◆ Travail demandé ◆
A. Citez tout ce qui va de « déposée le 4 » jusqu'à « la discrimination. » dans le texte sur les « effacés » de Slovénie.
B. Selon le texte sur les « effacés » de Slovénie, combien de personnes ont déposé la requête à l'origine de l'affaire Kurić et autres c. Slovénie ?

Beaucoup sont expulsés de force du pays, même si leur conjoint(e) ou leurs enfants sont de

nationalité slovène, ce qui conduit à l'éclatement de nombreuses familles.

1999 et 2003 : la Cour constitutionnelle de Slovénie reconnaît à deux reprises (en 1999 puis en



2003) l'illégalité de cette procédure, statuant que la qualité de résident permanent des personnes

concernées doit être rétablie avec effet rétroactif à la date à laquelle elles ont été radiées du

registre.

Conséquences : les décisions pourtant sans équivoque de la Cour constitutionnelle restent lettre



morte pendant des années. Ainsi, en 2012, environ 13 000 personnes sont toujours privées de

statut juridique en Slovénie. La réticence affichée année après année par les autorités montre

qu'elles n'ont pas su appréhender pleinement les conséquences de cette procédure ni la situation à

laquelle les « effacés » sont confrontés.

2006 : l'affaire Kurić et autres c. Slovénie a pour origine une requête dirigée contre la Slovénie et



déposée le 4 juillet 2006 auprès de la Cour européenne des droits de l'homme par 11 personnes

« effacées ». Après un premier examen, la Cour européenne déclare la requête recevable en vertu

du droit à un recours effectif, du droit au respect de la vie privée et familiale et de l'interdiction de

la discrimination.

2010 : une loi spécifique est adoptée pour rétablir le statut juridique des « effacés » et mettre en



oeuvre les décisions de la Cour constitutionnelle. Cependant, la portée et l'application de cette loi

restent un sujet de préoccupation.

◆ Données d'annotation de points sur photos ◆

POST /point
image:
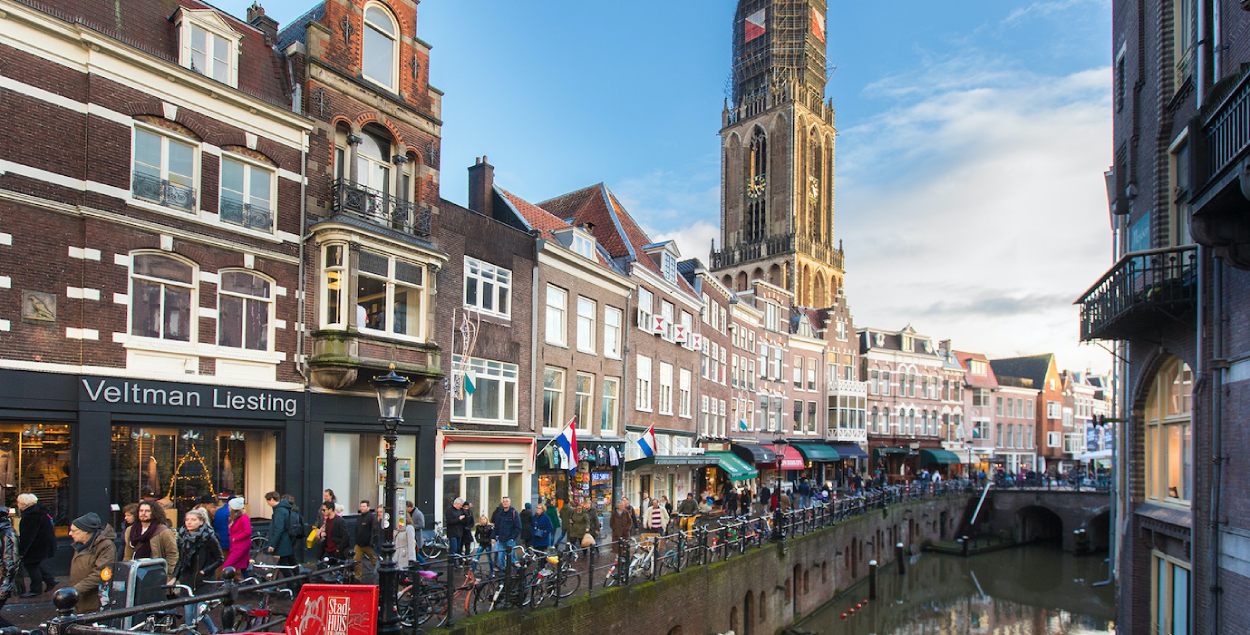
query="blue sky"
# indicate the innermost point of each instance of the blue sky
(973, 135)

◆ En réponse ◆
A.
déposée le 4 juillet 2006 auprès de la Cour européenne des droits de l'homme par 11 personnes

« effacées ». Après un premier examen, la Cour européenne déclare la requête recevable en vertu

du droit à un recours effectif, du droit au respect de la vie privée et familiale et de l'interdiction de

la discrimination.

B. 11 personnes « effacées ».